## What this task involves
From the first line to the last, give the records again exactly and skip the pictures.

• • • • •

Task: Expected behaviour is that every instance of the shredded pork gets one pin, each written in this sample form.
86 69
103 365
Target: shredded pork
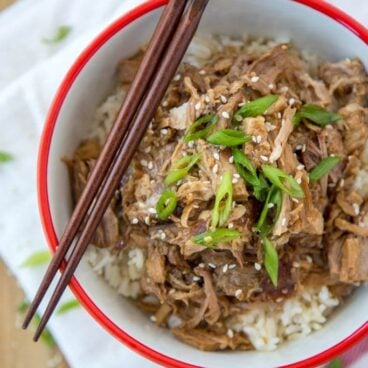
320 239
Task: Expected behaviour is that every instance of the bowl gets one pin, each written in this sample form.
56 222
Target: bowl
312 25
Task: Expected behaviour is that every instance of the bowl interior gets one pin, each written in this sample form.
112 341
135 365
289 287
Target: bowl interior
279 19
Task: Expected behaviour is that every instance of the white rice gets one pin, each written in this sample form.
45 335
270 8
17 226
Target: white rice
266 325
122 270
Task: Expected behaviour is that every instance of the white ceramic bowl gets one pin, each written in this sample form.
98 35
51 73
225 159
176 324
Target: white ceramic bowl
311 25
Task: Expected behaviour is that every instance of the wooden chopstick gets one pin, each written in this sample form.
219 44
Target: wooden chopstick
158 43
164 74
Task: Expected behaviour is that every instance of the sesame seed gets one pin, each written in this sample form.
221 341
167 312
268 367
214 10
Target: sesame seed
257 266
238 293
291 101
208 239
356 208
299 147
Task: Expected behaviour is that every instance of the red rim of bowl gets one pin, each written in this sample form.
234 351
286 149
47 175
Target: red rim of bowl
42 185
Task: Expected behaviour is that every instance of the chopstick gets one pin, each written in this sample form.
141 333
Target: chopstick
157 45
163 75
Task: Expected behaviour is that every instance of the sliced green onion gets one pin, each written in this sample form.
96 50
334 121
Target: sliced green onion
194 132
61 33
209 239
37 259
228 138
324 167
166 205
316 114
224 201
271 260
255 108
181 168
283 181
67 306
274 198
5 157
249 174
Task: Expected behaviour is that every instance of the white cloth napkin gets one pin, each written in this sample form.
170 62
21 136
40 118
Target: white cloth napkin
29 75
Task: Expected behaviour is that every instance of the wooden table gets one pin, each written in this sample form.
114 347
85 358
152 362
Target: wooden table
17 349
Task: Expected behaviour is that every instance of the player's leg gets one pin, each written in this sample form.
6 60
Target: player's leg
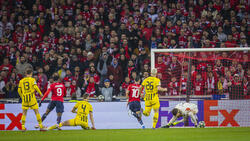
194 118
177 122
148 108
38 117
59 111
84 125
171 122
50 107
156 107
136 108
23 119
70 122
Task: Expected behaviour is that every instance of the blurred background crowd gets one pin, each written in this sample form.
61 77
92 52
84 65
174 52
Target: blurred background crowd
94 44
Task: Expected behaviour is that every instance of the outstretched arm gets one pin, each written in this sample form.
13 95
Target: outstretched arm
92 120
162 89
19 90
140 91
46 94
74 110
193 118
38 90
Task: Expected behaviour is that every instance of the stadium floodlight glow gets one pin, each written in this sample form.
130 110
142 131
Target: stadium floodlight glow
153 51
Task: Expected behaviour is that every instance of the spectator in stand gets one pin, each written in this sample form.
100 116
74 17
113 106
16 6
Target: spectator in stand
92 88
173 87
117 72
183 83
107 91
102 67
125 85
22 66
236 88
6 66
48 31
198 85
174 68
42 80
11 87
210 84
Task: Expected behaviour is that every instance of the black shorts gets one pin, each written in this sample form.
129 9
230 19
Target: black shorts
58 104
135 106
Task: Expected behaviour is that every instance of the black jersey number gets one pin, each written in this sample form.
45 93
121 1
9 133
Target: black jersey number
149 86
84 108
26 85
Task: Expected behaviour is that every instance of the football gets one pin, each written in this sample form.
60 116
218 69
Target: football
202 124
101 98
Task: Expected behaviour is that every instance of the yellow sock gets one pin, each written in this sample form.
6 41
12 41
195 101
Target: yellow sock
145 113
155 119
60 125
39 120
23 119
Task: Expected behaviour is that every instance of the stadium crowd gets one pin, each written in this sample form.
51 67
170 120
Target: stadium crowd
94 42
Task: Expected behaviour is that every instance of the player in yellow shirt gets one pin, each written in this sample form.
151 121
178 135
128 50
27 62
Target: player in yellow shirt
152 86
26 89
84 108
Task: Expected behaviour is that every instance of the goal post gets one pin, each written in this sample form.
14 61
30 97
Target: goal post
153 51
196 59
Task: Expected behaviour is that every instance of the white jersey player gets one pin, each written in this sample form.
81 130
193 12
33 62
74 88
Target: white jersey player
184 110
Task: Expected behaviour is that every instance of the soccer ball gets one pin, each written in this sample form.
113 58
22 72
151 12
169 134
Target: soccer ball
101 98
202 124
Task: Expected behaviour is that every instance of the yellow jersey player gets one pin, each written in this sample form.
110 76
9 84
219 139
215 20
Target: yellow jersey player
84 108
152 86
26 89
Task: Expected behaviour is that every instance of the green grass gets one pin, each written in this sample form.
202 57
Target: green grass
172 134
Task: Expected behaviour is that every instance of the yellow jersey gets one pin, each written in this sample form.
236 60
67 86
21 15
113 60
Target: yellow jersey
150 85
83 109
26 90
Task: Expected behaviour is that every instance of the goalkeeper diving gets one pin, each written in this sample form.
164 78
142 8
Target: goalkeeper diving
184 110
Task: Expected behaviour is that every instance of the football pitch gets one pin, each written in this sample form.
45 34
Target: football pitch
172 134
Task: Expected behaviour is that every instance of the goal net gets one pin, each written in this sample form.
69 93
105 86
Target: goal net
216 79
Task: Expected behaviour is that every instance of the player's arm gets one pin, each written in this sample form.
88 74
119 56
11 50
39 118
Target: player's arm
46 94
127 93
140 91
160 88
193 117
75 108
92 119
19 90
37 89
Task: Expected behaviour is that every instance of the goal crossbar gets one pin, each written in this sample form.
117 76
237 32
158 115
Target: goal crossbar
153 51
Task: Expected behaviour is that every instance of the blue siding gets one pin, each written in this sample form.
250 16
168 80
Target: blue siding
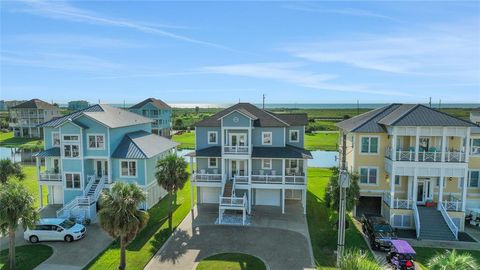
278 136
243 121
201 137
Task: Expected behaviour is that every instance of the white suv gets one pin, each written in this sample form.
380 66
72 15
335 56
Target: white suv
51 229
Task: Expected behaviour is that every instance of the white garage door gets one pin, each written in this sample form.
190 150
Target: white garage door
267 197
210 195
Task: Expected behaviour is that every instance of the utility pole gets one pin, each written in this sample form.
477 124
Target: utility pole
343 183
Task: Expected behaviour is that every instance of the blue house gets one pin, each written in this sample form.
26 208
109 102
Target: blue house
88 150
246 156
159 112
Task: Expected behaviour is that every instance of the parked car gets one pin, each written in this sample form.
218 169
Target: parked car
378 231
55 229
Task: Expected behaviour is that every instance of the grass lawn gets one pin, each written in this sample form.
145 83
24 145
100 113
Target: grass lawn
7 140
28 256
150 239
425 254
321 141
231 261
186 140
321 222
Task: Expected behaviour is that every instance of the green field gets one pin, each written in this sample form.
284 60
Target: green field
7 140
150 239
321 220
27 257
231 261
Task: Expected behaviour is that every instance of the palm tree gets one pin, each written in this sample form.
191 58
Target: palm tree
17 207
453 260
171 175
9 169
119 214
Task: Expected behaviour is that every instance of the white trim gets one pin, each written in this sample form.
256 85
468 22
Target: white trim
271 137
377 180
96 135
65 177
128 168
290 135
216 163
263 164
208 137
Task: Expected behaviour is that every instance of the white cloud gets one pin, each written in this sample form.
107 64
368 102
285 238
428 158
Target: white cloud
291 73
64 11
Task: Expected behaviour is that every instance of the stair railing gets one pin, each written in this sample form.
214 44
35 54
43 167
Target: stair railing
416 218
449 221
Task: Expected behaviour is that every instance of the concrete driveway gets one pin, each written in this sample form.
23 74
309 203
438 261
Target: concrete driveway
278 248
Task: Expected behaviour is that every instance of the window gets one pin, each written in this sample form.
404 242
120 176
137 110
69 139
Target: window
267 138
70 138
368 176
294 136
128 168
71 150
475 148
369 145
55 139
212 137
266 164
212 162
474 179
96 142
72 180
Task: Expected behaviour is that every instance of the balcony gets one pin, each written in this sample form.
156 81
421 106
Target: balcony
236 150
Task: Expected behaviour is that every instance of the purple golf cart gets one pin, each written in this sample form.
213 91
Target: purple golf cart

• • • • •

## Written reply
Task: Expected behaviour is that every instance of the shredded pork gets one pin, each written in this sample form.
86 69
103 365
Target: shredded pork
320 239
Task: Expected behaviour is that every instance of the bowl gets one pin, each written in this sample form.
56 222
Target: bowl
312 25
Task: Expected behaviour is that every instance of the bowl interior gets one pin, each written in this sample form.
112 341
135 365
289 287
Target: bowl interior
279 19
Task: Expected behaviour is that every instance of the white rice gets one pin, each written in this sample form.
45 335
270 8
17 226
Target: white rice
266 325
122 270
Task: Expected behaviour is that every instance of the white ceramic bowl gets one pin, each written in this sample form.
98 35
51 73
225 159
176 324
Target: white ceramic bowl
311 25
Task: Expected behaviour is that every instance of the wooden chopstick gets one pin, each written in this sample form.
219 44
Target: wooden chopstick
158 43
164 74
Task: Expected behaviour is that every instance of the sesame seed gets one pin, each written in this sample form.
221 341
167 312
268 367
214 10
Target: sesame seed
257 266
238 293
291 101
208 239
356 208
299 147
Task: Expected behaviour is that every instance of the red rim of bowl gets one pin, each written in this sample form.
234 351
286 149
47 175
Target: red rim of bowl
42 185
Task: Expected behaviour is that every instance of the chopstick gets one pin, each written in this sample form.
141 333
Target: chopstick
157 45
163 75
Task: Expected behaviour is that every instance of the sliced green onion gets one pin, each written in this sample form.
96 50
334 121
Target: sliced green onion
194 132
61 33
209 239
37 259
228 138
324 167
166 205
316 114
224 201
271 260
255 108
181 168
283 181
67 306
274 198
5 157
249 174
Task: Expected behaviour is that every instance of the white cloth napkin gets one pin, each written in this sample form.
170 62
21 136
40 118
Target: white cloth napkin
29 75
Task: Expected behaviour is that every instance of the wooden table gets one pin, each written in this sample form.
114 347
85 358
152 362
Target: wooden table
17 349
Task: Expected behaviour is that every instance of the player's leg gets one pin, each written in this sample form.
6 60
Target: player's leg
194 118
177 122
148 108
38 117
59 111
84 125
171 122
50 107
156 107
136 108
23 119
70 122
Task: Expected behaviour is that every instance of the blurred background crowd gets one pin, each written in this sample form.
61 77
92 52
84 65
174 52
Target: blurred background crowd
94 44
Task: Expected behaviour is that every instance of the outstretched arm gets one pin, each written in this sample form.
13 95
Target: outstretched arm
92 120
162 89
19 90
140 91
46 94
74 110
193 118
38 90
Task: Expected behaviour is that every instance of the stadium floodlight glow gets one pin, each written in this sample form.
130 110
142 131
Target: stadium floodlight glow
153 51
Task: Expected behaviour is that every instance of the spectator in stand gets one pin, each written in this sample form.
100 116
74 17
113 106
16 6
Target: spectator in stand
92 88
173 87
117 72
183 83
107 91
102 67
125 85
22 66
236 88
6 66
48 31
198 85
174 68
42 80
11 87
210 84
Task: Expected behaviour is that every instance of the black shorts gets one pin, each written in this sample form.
129 9
230 19
Target: black shorts
58 104
135 106
Task: Expected behaviour is that every instance of the black jersey number gets one pin, each written in this sample form.
45 93
121 1
9 133
Target: black jersey number
149 86
84 108
26 85
Task: Expected behaviour is that every instance of the football gets one pin, each written in this sample form.
60 116
218 69
Target: football
202 124
101 98
Task: Expected behaviour is that every instance of the yellow sock gets one pin, each written in this sample form.
6 41
12 41
195 101
Target: yellow sock
145 113
155 119
60 125
39 120
23 119
Task: Expected behaviour is that every instance of the stadium crowd gets one pin, each written in this sample form.
51 67
170 120
Target: stadium crowd
94 42
Task: Expected behaviour is that every instance of the player in yellow shirt gets one pin, each written in this sample form.
151 121
178 135
128 50
27 62
Target: player in yellow shirt
152 86
26 89
84 108
Task: Expected behaviour is that every instance of the goal post gets one pin, each written in this sample form.
14 61
30 97
Target: goal post
153 51
196 59
Task: Expected behaviour is that every instance of the white jersey player gets one pin, each written in this sample form.
81 130
193 12
33 62
74 88
Target: white jersey player
184 110
Task: Expected behaviour is that every instance of the soccer ball gets one pin, each written in this sample form.
113 58
22 72
151 12
169 134
Target: soccer ball
101 98
202 124
Task: Expected behaviour is that every instance of the yellow jersey player gets one pin, each written in this sample form.
110 76
9 84
219 139
215 20
Target: yellow jersey player
84 108
152 86
26 89
Task: Expected behaviour is that every instance of the green grass gets one pin, each written in this sample form.
202 57
Target: green grass
172 134
Task: Expected behaviour is that every instance of the yellow jersey gets one pin, each written in this sample form.
236 60
67 86
21 15
113 60
Target: yellow jersey
150 85
83 109
26 90
Task: Expected behaviour is that every instance of the goalkeeper diving gets one pin, each written in this sample form.
164 78
142 8
Target: goalkeeper diving
184 110
Task: Expected behaviour is that every instance of the football pitch gets one pin, each written in this sample form.
45 34
Target: football pitch
172 134
Task: Expected behaviour is that every instance of the goal net gets one pin, each written in this sample form.
69 93
105 86
Target: goal net
216 79
Task: Expected behaviour is that every instance of the player's arm gets one pin, each written in this sample form.
88 74
119 56
11 50
39 118
Target: player's arm
46 94
127 93
140 91
160 88
193 117
75 108
92 119
19 90
37 89
Task: Expected behaviour is that every instance of the goal crossbar gets one pin, each written in this sample form.
117 76
237 32
158 115
Target: goal crossbar
153 51
Task: Expected behaviour is that every instance of the blue siding gets one pin, each written in this sample form.
250 16
168 80
Target: blue siding
278 136
243 121
201 137
Task: Expected behaviour is that every instance of the white suv gets one pin, each written in this sample form.
380 66
72 15
335 56
Target: white suv
51 229
Task: Expected behaviour is that every instance of the white garage door gets one pin, each written in this sample form.
190 150
Target: white garage door
267 197
210 195
Task: Expected behaviour is that every instance of the utility pole gets one pin, each written in this sample form.
477 124
Target: utility pole
343 183
Task: Expected behaviour is that every instance of the blue house gets one pin, each written in this sample form.
26 208
109 102
Target: blue house
88 150
246 156
159 112
Task: Expected behaviour is that every instance of the parked car gets one pin, each written in this sample form.
218 169
Target: parked car
378 231
55 229
Task: Expected behaviour is that every instance of the grass lawn gets one pin, each written in this sample form.
145 83
24 145
100 113
Target: grass lawn
7 140
28 256
150 239
425 254
321 141
231 261
186 140
321 222
Task: Expected behaviour is that every instance of the green field gets one pin, each written in this sample form.
284 60
Target: green field
7 140
150 239
321 220
27 257
231 261
Task: Expected behaviour is that every instance of the palm tree gets one pin, each written in this sample form.
191 58
Target: palm tree
17 207
453 260
171 175
9 169
119 214
Task: Expected behaviour is that every instance of the white trim gets one pin, each written in this sample form.
256 85
468 22
Target: white trim
271 137
377 180
96 135
65 177
128 168
290 135
216 163
263 164
208 137
Task: Expected behaviour is that every instance of the white cloud gets one pin, each written in this sample form.
107 64
368 102
285 238
428 158
Target: white cloud
291 73
64 11
Task: Expected behaviour is that every instance of the stair railing gets one pin, each written in this sample form.
214 44
35 54
43 167
Target: stair railing
416 218
449 221
Task: Expected behaviour is that every instance of the concrete driveway gets one pin, each written in this sample form.
23 74
309 203
438 261
Target: concrete driveway
278 248
Task: Expected behaviour is that every instance of the window gets one pin, each written in this sample form.
404 242
120 176
137 110
69 139
Target: window
267 138
70 138
368 176
294 136
128 168
71 150
475 148
369 145
55 139
212 137
266 164
212 162
474 179
96 142
72 180
Task: Expected behaviour is that every instance of the balcony gets one pin, each written in this sample form.
156 81
421 106
Target: balcony
236 150
Task: Expected behaviour is that every instance of the purple golf cart gets one pin, each written in this sample form.
213 91
Target: purple golf cart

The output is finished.